Problems to work on
1 – Please reproduce the comment on LLM code hallucinations word for word, from "Hallucinations in code" to "minimum level system.".
2 – According to the comment on LLM code hallucinations, what does Elixir have in place of objects?

Page excerpt
Hallucinations in code are the least dangerous form of LLM mistakes

> With code you get a powerful form of fact checking for free. Run the code, see if it works.

Um. No.

This is oversimplification that falls apart in any at minimum level system.

Over my career I’ve encountered plenty of reliability caused consequences. Code that would run but side effects of not processing something, processing it too slow or processing it twice would have serious consequences - financial and personal ones.

And those weren’t „nuclear power plant management” kind of critical. I often reminisce about educational game that was used at school and cost of losing a single save progress meant couple thousand dollars of reimbursement.

https://xlii.space/blog/network-scenarios/

This a cheatsheet I made for my colleagues. This is the thing we need to keep in mind when designing system I’m working on. Rarely any LLM thinks about it. It’s not a popular engineering by any sort, but it it’s here.

As for today I’ve yet to name single instance where any of ChatGPT produced code actually would save me time. I’ve seen macro generation code recommendation for Go (Go doesnt have macros), object mutations for Elixir (Elixir doesn’t have objects but immutable structs), list splicing in Fennel (Fennel doesn’t have splicing), language feature pragma ported from another or pure byte representation of memory in Rust and the code used UTF-8 string parsing to do it. My trust toward any non-ephemeral generated code is sub zero.

It’s exhausting and annoying. It feels like interacting with Calvin’s (of Calvin and Hobbes) dad but with all the humor taken away.

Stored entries
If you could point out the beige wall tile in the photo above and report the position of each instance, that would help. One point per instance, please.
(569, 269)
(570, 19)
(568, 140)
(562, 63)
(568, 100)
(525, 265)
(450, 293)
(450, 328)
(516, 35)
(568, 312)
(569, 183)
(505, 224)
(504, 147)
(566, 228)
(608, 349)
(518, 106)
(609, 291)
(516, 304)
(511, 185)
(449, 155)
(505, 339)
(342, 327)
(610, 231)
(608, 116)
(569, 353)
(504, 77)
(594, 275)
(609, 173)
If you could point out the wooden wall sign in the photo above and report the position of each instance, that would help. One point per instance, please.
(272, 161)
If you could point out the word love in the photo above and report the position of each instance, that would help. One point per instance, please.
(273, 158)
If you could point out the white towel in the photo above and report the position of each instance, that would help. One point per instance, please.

* * *

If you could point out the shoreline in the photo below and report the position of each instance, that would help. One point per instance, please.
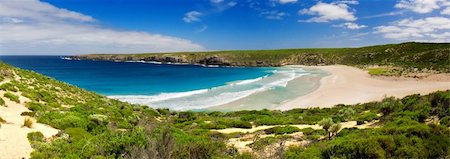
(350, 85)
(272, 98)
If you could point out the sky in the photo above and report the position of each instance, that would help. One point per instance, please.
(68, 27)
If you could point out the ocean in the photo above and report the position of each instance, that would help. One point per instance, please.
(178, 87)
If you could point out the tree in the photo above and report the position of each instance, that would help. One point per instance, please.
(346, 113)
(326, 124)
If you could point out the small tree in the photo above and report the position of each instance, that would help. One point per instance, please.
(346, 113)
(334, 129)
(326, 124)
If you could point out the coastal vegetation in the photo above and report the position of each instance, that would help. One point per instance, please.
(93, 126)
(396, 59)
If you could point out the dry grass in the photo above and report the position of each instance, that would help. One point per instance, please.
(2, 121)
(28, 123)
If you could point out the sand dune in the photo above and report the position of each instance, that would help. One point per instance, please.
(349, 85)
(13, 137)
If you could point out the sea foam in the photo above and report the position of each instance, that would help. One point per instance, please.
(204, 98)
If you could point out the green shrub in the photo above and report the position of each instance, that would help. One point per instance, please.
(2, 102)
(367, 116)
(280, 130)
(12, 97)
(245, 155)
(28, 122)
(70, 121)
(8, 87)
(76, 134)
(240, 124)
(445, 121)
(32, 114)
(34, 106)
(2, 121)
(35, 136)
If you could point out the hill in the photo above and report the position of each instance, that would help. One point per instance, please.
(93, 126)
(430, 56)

Answers to the exercises
1 –
Hallucinations in code are the least dangerous form of LLM mistakes

> With code you get a powerful form of fact checking for free. Run the code, see if it works.

Um. No.

This is oversimplification that falls apart in any at minimum level system.

2 – Immutable structs.